This is the mail archive of the
gcc@gcc.gnu.org
mailing list for the GCC project.
Re: PR 15492: floating-point arguments are loaded too early to x87 stack
- From: Florian Weimer <fw at deneb dot enyo dot de>
- To: Uros Bizjak <uros at kss-loka dot si>
- Cc: gcc at gcc dot gnu dot org
- Date: Thu, 19 Aug 2004 11:28:02 +0200
- Subject: Re: PR 15492: floating-point arguments are loaded too early to x87 stack
- References: <41246622.5090401@kss-loka.si>
* Uros Bizjak:
> Current (Aug. 19) mainline CVS gcc generates:
>
> with "gcc -O2 -fomit-frame-pointer":
> test:
> fldl 4(%esp)
> fldl 12(%esp)
> fxch %st(1)
> fmul %st(0), %st
> fxch %st(1)
> fmul %st(0), %st
> faddp %st, %st(1)
> ret
>
> and without optimization, "gcc -fomit-frame-pointer":
> test:
> fldl 4(%esp)
> fmull 4(%esp)
> fldl 12(%esp)
> fmull 12(%esp)
> faddp %st, %st(1)
> ret
>
> According to "How to optimize for the Pentium family of microprocessors"
> by Agner Fog, "fld r/m32/m64" consumes one clock cycle on P1, PMMX,
> PPRO, P2, P3 and P4 in all its forms. As it is shown, gcc actually
> de-optimizes code with "-O2".
This is simply not true. The code generated with -O2 actually runs
faster, even though it contains more instructions.
> This shows, how serious problem could be:
> gcc -ffast-math -S -O2 almabench.c
> grep fxch almabench.s | wc -l
> 114
On modern x86 CPUs, fxch is executed at instruction decoding time by
renaming floating point registers. It only costs execution time if
the instruction decoder cannot keep up with the remaining pipeline (or
if the working set exceeds the size of the processor's trace cache, if
there is one).

────────────────────

Direction: Please output the mailing list message on x87 floating-point code in full, with every line exactly as it appears. These records have nothing to do with the mailing list message.

────────────────────

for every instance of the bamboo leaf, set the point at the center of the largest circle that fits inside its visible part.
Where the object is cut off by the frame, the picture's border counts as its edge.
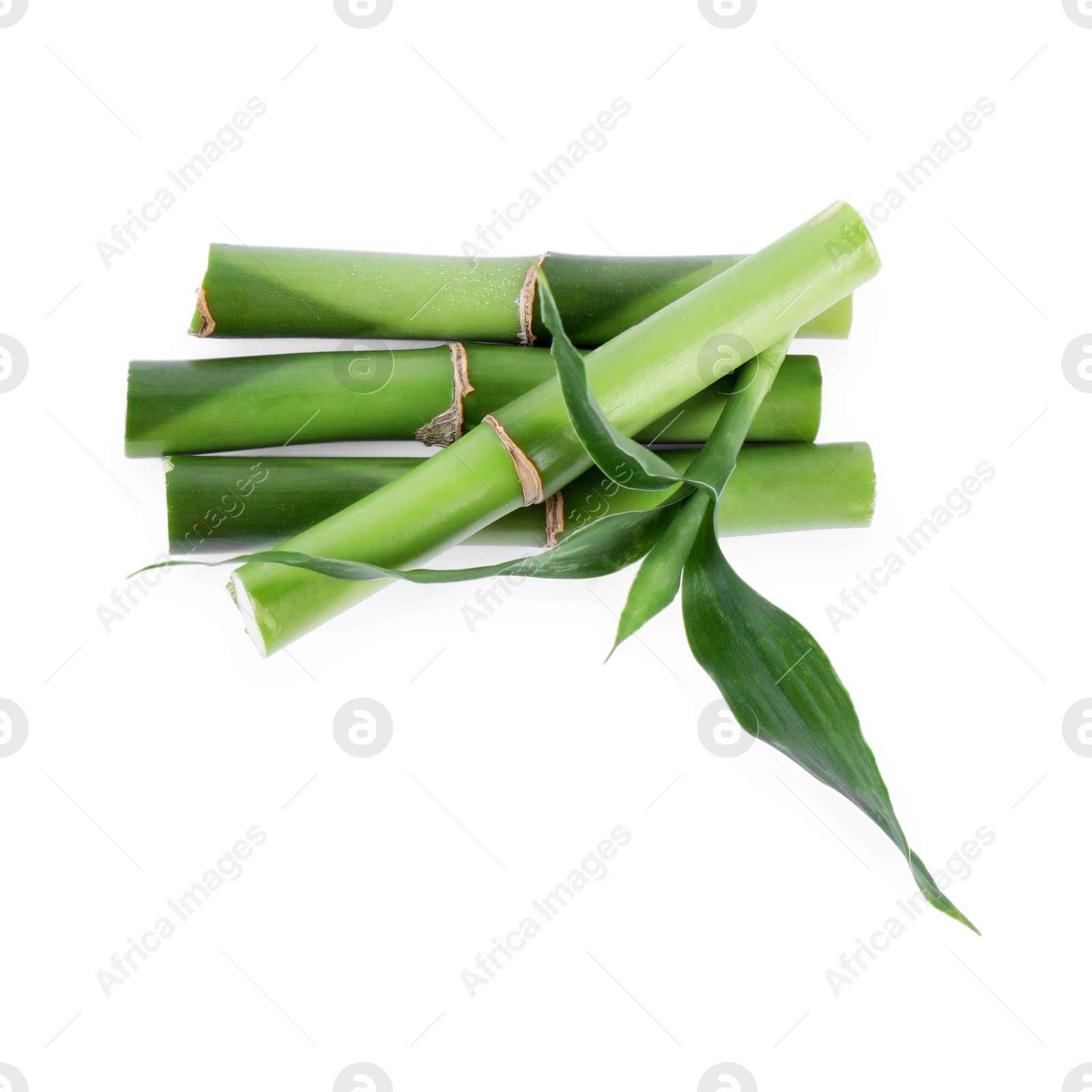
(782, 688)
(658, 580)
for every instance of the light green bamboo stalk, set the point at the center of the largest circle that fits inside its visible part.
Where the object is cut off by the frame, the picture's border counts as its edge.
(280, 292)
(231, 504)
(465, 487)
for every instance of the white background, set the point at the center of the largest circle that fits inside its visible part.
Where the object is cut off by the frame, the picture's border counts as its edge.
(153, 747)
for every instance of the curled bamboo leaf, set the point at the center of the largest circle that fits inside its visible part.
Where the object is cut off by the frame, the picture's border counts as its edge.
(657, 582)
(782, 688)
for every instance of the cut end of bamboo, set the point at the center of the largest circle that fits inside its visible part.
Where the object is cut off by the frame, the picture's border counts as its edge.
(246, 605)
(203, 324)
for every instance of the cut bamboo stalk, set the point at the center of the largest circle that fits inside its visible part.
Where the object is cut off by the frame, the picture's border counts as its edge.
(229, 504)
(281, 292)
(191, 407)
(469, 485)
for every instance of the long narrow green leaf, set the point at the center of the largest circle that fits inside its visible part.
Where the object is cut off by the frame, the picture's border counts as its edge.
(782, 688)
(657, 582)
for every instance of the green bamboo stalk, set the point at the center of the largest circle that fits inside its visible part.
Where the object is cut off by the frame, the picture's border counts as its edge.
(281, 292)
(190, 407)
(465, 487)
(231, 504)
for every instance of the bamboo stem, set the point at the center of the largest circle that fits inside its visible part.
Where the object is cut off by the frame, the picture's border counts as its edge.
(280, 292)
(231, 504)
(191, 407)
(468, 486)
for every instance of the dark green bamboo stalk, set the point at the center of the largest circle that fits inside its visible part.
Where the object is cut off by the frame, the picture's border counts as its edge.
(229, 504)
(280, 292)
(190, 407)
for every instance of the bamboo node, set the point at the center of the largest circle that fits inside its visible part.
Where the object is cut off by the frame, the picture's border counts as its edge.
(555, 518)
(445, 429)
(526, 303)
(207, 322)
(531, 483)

────────────────────

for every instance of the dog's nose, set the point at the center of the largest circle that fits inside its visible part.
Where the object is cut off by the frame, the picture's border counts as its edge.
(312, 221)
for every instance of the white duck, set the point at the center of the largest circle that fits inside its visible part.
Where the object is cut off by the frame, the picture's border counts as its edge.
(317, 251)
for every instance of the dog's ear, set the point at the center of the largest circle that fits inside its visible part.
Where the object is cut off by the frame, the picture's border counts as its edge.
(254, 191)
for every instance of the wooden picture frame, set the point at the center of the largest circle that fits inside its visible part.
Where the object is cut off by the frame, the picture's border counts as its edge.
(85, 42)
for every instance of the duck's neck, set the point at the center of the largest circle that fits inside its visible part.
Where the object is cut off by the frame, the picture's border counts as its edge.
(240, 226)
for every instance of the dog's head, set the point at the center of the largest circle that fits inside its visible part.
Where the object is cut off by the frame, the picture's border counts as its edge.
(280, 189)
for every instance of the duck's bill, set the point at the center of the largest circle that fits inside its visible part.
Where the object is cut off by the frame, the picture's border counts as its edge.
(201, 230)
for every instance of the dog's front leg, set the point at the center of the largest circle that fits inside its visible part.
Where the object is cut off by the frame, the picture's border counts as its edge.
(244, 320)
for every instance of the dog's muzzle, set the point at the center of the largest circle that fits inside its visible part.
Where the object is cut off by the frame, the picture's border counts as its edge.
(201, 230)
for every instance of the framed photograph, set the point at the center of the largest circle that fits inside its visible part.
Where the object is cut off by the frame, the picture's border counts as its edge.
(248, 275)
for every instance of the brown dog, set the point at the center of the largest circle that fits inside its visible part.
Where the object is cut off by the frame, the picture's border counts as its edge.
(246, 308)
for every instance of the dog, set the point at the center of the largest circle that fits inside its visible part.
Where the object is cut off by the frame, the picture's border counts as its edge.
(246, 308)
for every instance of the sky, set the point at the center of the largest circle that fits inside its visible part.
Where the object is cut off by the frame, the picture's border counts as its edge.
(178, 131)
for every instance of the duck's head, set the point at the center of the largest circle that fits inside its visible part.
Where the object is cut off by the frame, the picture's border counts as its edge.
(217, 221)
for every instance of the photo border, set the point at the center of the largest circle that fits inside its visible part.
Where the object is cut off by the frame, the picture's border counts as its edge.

────────────────────

Written answer:
This is the mail archive of the
gcc@gcc.gnu.org
mailing list for the GCC project.
Re: PR 15492: floating-point arguments are loaded too early to x87 stack
- From: Florian Weimer <fw at deneb dot enyo dot de>
- To: Uros Bizjak <uros at kss-loka dot si>
- Cc: gcc at gcc dot gnu dot org
- Date: Thu, 19 Aug 2004 11:28:02 +0200
- Subject: Re: PR 15492: floating-point arguments are loaded too early to x87 stack
- References: <41246622.5090401@kss-loka.si>
* Uros Bizjak:
> Current (Aug. 19) mainline CVS gcc generates:
>
> with "gcc -O2 -fomit-frame-pointer":
> test:
> fldl 4(%esp)
> fldl 12(%esp)
> fxch %st(1)
> fmul %st(0), %st
> fxch %st(1)
> fmul %st(0), %st
> faddp %st, %st(1)
> ret
>
> and without optimization, "gcc -fomit-frame-pointer":
> test:
> fldl 4(%esp)
> fmull 4(%esp)
> fldl 12(%esp)
> fmull 12(%esp)
> faddp %st, %st(1)
> ret
>
> According to "How to optimize for the Pentium family of microprocessors"
> by Agner Fog, "fld r/m32/m64" consumes one clock cycle on P1, PMMX,
> PPRO, P2, P3 and P4 in all its forms. As it is shown, gcc actually
> de-optimizes code with "-O2".
This is simply not true. The code generated with -O2 actually runs
faster, even though it contains more instructions.
> This shows, how serious problem could be:
> gcc -ffast-math -S -O2 almabench.c
> grep fxch almabench.s | wc -l
> 114
On modern x86 CPUs, fxch is executed at instruction decoding time by
renaming floating point registers. It only costs execution time if
the instruction decoder cannot keep up with the remaining pipeline (or
if the working set exceeds the size of the processor's trace cache, if
there is one).